#### [Listing]
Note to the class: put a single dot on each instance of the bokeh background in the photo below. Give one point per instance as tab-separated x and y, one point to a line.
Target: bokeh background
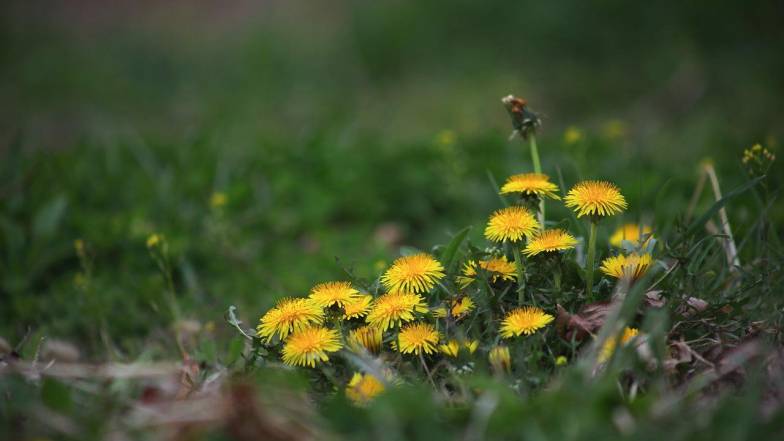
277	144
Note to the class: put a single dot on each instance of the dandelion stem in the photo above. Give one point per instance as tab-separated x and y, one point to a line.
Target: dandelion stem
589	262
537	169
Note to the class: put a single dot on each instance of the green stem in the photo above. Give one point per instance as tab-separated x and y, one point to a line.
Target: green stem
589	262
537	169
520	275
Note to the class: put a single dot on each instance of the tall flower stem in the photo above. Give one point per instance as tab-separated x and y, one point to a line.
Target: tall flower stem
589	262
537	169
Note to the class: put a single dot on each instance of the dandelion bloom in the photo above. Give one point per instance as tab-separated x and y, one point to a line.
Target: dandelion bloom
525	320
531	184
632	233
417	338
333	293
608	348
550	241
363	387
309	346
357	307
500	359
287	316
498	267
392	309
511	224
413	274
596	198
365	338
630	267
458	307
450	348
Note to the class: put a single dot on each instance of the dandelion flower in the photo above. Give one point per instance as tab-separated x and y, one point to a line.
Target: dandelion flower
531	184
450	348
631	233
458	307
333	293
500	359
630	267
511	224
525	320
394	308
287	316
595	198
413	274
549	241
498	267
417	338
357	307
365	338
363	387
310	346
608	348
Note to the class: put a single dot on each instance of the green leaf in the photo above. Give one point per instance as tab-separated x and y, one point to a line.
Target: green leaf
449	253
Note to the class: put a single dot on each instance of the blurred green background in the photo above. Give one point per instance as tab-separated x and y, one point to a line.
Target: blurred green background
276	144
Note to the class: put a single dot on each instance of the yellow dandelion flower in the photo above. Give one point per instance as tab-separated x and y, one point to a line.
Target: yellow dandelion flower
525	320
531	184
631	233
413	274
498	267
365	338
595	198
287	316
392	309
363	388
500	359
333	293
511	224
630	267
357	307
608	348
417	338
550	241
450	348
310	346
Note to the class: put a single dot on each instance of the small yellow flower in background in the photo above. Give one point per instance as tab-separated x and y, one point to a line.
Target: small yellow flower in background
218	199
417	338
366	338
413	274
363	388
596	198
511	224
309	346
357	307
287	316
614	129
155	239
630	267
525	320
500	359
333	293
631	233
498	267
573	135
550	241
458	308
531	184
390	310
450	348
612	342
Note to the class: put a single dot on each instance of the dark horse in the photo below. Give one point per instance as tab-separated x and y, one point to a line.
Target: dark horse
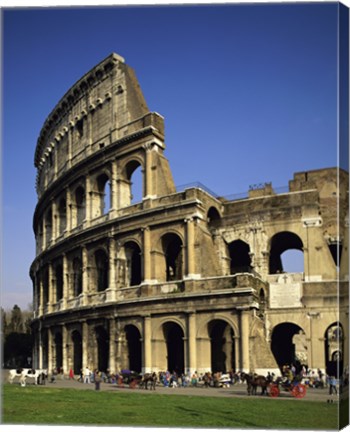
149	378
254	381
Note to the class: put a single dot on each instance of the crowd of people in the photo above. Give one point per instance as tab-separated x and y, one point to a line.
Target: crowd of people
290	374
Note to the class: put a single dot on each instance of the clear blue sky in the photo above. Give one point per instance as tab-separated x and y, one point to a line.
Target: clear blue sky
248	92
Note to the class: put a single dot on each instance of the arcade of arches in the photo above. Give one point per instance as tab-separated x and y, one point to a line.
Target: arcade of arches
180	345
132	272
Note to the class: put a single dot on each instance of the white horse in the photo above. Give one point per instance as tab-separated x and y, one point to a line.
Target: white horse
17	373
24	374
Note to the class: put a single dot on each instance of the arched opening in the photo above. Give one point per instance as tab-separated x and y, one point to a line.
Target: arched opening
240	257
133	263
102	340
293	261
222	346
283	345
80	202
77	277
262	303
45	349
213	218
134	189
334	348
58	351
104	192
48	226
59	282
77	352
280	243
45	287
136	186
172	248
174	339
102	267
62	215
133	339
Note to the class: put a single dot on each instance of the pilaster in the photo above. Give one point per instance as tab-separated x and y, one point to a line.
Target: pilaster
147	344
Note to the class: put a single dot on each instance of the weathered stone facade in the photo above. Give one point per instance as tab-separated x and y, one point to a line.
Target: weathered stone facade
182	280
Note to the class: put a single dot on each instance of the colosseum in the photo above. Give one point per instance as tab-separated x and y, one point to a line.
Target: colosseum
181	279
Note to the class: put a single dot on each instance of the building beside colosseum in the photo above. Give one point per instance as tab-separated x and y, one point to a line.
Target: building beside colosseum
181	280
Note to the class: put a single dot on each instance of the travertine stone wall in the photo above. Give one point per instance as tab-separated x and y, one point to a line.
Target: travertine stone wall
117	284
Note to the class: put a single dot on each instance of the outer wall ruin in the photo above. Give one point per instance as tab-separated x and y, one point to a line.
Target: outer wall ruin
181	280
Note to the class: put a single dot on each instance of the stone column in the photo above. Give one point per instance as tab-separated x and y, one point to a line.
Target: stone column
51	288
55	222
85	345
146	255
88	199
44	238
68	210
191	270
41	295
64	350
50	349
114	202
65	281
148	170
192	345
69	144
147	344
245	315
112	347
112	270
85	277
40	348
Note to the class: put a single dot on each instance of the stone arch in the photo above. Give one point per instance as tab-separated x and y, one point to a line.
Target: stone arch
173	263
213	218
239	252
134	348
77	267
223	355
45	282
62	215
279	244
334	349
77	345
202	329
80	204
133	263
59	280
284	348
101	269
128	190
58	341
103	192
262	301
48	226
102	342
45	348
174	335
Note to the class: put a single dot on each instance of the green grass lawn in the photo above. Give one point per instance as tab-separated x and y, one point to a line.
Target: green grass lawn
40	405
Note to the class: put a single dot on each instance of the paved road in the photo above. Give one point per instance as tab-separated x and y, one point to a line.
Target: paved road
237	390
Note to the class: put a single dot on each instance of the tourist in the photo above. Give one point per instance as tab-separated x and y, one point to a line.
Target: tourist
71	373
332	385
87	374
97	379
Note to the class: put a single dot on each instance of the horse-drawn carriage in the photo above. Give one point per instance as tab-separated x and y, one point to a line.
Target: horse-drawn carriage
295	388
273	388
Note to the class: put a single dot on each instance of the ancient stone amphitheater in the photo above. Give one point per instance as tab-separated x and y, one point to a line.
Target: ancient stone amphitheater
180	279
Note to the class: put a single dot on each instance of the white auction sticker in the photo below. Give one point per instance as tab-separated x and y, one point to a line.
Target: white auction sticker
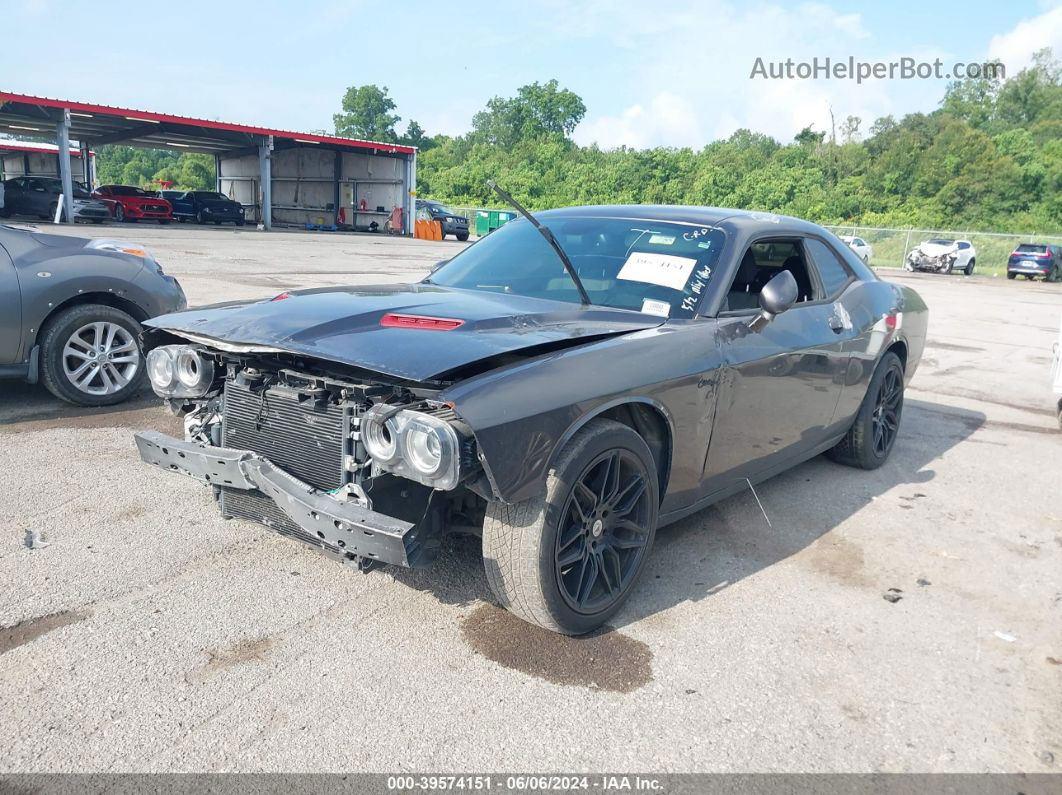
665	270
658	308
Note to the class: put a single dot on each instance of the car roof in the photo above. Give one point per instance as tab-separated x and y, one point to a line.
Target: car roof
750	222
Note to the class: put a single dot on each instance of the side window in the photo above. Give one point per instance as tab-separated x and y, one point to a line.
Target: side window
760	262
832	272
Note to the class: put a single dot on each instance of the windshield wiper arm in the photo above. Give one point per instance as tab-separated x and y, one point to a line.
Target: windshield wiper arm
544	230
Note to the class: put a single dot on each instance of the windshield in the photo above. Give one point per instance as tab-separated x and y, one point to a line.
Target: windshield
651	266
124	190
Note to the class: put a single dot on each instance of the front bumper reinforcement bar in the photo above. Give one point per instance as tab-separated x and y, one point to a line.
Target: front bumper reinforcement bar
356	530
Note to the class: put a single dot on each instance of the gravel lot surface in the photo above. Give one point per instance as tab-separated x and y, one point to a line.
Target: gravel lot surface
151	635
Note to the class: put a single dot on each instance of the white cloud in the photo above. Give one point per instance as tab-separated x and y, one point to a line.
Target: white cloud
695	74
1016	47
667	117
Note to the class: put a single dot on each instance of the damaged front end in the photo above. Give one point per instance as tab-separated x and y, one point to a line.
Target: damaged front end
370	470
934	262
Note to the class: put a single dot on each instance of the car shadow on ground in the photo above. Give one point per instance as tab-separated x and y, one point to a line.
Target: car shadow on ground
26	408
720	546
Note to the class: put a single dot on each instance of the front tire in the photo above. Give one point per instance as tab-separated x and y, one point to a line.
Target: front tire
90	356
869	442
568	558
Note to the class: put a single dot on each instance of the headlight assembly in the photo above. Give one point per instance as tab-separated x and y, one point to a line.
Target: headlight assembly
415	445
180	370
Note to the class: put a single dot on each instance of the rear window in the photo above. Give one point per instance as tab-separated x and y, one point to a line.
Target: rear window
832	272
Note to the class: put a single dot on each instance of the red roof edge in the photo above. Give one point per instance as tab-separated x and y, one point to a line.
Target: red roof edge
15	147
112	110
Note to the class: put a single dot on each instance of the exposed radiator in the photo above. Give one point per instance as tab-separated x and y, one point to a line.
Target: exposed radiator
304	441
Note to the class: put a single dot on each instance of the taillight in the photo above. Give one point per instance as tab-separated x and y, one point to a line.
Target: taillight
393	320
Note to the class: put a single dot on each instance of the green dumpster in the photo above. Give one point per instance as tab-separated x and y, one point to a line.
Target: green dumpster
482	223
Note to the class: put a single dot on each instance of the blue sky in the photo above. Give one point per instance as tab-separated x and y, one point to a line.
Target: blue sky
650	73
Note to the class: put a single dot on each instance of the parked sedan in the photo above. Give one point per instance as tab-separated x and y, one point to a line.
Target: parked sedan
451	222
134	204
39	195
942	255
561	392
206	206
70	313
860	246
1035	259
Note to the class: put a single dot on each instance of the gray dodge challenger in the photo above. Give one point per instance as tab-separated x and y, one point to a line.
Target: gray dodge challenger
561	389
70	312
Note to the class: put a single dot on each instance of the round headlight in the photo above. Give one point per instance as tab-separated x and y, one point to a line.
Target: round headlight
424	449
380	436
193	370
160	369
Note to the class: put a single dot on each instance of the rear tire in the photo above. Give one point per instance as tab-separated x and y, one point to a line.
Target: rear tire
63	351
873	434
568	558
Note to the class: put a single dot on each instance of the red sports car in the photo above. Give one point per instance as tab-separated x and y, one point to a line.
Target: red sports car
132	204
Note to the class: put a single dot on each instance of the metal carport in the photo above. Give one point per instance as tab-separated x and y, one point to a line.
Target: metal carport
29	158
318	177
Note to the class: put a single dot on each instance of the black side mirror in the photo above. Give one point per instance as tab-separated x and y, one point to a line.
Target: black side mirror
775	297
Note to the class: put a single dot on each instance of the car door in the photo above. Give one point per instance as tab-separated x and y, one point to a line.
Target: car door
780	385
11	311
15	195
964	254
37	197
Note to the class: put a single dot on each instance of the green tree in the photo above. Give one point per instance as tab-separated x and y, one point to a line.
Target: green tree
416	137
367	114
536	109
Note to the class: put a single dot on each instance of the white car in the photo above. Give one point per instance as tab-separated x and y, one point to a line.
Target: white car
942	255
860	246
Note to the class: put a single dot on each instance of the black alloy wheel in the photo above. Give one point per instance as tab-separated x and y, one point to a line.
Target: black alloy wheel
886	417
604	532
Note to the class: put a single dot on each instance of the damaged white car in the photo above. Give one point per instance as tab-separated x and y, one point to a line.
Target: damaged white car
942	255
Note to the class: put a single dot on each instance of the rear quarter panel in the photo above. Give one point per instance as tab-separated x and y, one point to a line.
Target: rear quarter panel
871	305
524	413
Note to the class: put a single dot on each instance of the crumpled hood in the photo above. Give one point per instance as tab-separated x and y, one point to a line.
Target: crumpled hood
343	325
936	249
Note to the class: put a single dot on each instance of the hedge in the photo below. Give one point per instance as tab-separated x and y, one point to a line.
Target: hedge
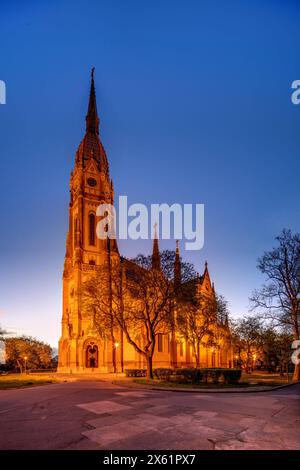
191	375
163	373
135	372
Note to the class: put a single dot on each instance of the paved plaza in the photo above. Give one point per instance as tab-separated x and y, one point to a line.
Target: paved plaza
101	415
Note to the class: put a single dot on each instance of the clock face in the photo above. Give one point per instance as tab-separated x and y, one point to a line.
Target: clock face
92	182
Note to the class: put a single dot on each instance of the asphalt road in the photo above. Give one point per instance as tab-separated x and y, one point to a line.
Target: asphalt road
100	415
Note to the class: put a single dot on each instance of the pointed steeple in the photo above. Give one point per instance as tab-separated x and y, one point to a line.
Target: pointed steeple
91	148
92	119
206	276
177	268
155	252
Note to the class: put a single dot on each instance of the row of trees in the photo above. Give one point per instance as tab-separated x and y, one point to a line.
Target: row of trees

#### [Work instructions]
Please copy out the rows, unchanged, from the line containing "of the clock" up to and including the final line of the rows.

#### [The result]
Note to the class: put a single dot on each instance of the clock face in the photo above. Give one point per instance as tab-separated x and y, one point to a line.
Target: clock face
92	182
Note to the class: put a single dot on each instance of the asphalt road in the photo above. Give one point per instance as tab-separated x and y, one point to a line.
Target: asphalt road
100	415
Note to the class: put a single dot on each instance of the pointed steeple in the photo above. Give one point per instance as tab-separated x and y, one point to a line.
Target: pointed steeple
91	148
92	119
206	276
177	268
155	252
Note to the class: put a single dot on each instance of the row of trees in the photo above. Give one point per instance as tab-separated x and y, one point to a line.
Target: row of trees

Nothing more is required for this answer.